What is needed – Show all lines below holding the string "pavement".

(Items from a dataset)
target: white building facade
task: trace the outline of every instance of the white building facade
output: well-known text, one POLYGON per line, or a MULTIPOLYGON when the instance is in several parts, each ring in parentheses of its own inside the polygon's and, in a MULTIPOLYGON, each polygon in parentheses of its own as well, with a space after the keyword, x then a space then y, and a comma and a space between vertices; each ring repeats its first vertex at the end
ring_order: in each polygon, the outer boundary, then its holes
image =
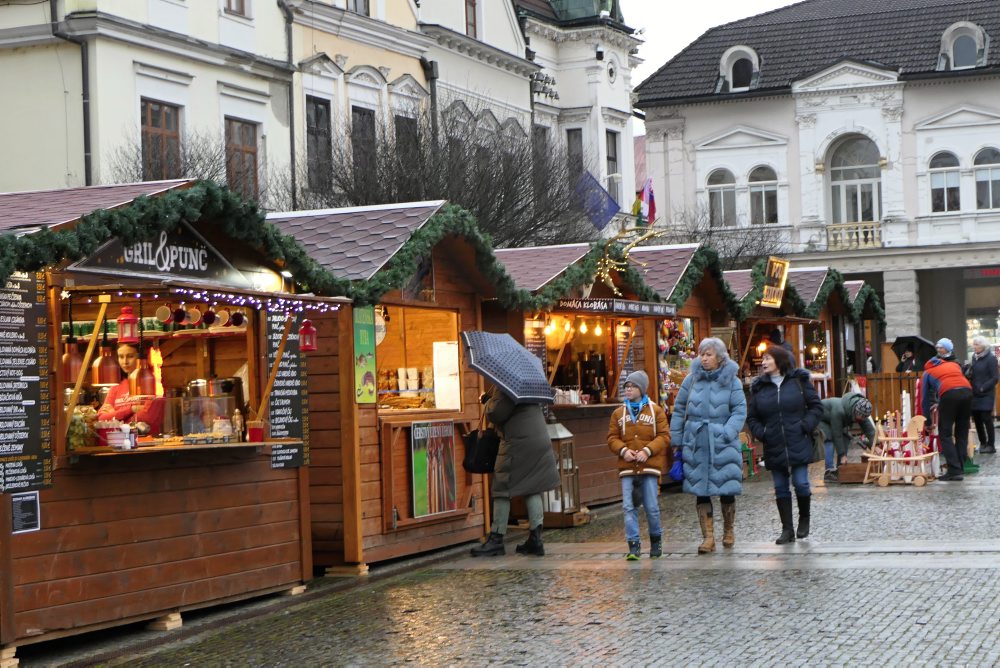
POLYGON ((866 279, 890 342, 1000 343, 998 32, 986 0, 807 0, 709 31, 638 88, 658 203, 866 279))

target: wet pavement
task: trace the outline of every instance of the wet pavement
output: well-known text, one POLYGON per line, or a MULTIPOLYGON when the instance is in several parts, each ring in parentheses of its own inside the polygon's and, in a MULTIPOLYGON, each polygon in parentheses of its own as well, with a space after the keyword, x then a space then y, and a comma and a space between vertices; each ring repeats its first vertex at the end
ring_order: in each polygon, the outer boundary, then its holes
POLYGON ((996 665, 996 457, 924 488, 827 485, 814 465, 813 532, 789 546, 774 545, 764 475, 737 500, 732 550, 717 526, 719 551, 697 555, 694 499, 668 491, 662 559, 644 540, 643 558, 626 561, 620 510, 602 507, 587 526, 547 531, 545 557, 515 555, 512 537, 504 557, 452 551, 186 618, 182 632, 118 630, 86 652, 79 639, 18 655, 23 666, 996 665))

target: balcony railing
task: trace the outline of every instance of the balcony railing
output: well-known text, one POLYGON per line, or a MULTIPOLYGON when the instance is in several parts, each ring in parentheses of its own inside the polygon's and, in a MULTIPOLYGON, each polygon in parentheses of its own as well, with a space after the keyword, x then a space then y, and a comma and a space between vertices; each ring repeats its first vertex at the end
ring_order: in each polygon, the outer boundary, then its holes
POLYGON ((845 223, 826 226, 827 250, 881 248, 882 223, 845 223))

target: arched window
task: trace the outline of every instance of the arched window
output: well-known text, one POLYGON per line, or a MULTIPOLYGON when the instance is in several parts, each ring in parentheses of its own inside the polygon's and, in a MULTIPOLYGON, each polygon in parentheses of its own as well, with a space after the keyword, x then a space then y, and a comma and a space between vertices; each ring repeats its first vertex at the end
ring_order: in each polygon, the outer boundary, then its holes
POLYGON ((770 167, 750 172, 750 224, 773 225, 778 222, 778 176, 770 167))
POLYGON ((962 208, 961 173, 954 153, 942 151, 931 158, 931 211, 958 211, 962 208))
POLYGON ((708 220, 712 227, 736 226, 736 178, 728 169, 708 175, 708 220))
POLYGON ((951 45, 951 69, 975 67, 979 60, 976 40, 971 35, 960 35, 951 45))
POLYGON ((753 79, 753 62, 749 58, 740 58, 733 63, 733 73, 730 78, 733 85, 730 90, 750 88, 751 79, 753 79))
POLYGON ((1000 151, 984 148, 976 154, 976 208, 1000 209, 1000 151))
POLYGON ((878 146, 867 137, 840 142, 830 159, 830 208, 835 224, 874 222, 882 215, 878 146))

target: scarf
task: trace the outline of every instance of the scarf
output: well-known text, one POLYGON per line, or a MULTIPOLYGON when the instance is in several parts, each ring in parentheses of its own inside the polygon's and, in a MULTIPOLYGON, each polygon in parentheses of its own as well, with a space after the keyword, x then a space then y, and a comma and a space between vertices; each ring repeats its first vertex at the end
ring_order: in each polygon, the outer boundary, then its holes
POLYGON ((627 409, 625 412, 628 413, 630 418, 632 418, 633 424, 635 424, 635 421, 639 419, 639 413, 642 412, 642 409, 648 405, 649 397, 645 394, 642 395, 642 399, 639 399, 639 401, 625 400, 625 408, 627 409))
POLYGON ((986 353, 988 353, 988 352, 990 352, 989 348, 983 348, 983 352, 981 352, 981 353, 977 353, 977 352, 973 351, 972 357, 975 358, 975 359, 977 359, 977 360, 981 360, 984 357, 986 357, 986 353))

Solution –
target: wet pavement
task: trace the outline of every instance of the wet pavement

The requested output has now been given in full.